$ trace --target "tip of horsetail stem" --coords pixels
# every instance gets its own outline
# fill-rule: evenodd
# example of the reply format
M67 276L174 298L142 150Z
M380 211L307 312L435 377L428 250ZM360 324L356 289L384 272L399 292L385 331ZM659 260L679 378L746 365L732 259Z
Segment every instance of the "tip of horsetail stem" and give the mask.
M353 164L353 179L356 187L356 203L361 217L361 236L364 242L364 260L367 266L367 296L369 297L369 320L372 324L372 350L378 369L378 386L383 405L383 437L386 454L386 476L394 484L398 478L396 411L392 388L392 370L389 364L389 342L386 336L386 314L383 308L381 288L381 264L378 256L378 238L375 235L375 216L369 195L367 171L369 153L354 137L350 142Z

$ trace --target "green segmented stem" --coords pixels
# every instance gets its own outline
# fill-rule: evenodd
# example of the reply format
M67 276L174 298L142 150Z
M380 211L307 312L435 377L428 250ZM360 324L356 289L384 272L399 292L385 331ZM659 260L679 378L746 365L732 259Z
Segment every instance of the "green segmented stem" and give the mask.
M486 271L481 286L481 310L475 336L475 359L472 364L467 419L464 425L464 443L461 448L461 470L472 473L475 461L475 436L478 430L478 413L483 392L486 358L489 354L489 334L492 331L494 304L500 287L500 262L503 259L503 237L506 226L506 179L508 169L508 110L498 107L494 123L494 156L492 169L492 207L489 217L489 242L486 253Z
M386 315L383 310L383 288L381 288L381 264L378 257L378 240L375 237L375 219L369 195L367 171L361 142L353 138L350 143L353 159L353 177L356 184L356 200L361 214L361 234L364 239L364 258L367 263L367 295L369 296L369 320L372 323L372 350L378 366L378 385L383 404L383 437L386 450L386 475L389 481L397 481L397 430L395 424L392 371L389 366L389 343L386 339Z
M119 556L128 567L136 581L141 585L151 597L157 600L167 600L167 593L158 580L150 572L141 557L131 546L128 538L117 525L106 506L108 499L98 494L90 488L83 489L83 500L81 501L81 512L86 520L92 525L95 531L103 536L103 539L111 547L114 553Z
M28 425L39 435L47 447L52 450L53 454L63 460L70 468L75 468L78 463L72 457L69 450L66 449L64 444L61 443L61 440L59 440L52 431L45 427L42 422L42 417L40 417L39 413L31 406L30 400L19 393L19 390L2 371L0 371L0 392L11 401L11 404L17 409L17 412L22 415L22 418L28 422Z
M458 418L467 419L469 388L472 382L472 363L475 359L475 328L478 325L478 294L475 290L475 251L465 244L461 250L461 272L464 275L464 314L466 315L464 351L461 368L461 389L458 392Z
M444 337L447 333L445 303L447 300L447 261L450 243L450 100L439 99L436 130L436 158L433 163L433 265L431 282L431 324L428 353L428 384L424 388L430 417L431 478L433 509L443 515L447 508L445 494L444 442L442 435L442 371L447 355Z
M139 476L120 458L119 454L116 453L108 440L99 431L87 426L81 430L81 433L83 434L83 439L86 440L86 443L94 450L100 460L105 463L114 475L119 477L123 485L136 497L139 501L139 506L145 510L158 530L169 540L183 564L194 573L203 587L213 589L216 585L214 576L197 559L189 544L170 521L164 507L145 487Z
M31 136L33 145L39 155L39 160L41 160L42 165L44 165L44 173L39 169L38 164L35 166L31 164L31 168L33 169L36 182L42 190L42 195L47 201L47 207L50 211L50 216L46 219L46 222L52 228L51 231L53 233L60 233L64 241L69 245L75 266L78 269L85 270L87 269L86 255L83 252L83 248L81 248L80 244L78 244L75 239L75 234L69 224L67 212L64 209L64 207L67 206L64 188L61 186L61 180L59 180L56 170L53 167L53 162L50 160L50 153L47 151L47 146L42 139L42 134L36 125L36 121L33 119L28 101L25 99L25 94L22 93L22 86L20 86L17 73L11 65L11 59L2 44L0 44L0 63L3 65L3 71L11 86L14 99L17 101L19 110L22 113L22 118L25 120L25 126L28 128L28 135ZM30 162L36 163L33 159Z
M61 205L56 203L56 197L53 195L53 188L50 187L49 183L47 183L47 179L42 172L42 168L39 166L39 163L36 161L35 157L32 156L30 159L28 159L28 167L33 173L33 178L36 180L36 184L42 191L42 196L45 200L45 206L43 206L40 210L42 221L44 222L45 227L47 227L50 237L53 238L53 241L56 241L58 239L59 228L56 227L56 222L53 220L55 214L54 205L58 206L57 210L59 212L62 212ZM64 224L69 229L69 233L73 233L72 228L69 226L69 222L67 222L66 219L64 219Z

● What this task involves
Among the lines above, which ones hold the string "target"? Show them.

● Solved problem
$ trace --target "tip of horsetail stem" --coords pixels
$ trace --target "green segmented stem" --coords pixels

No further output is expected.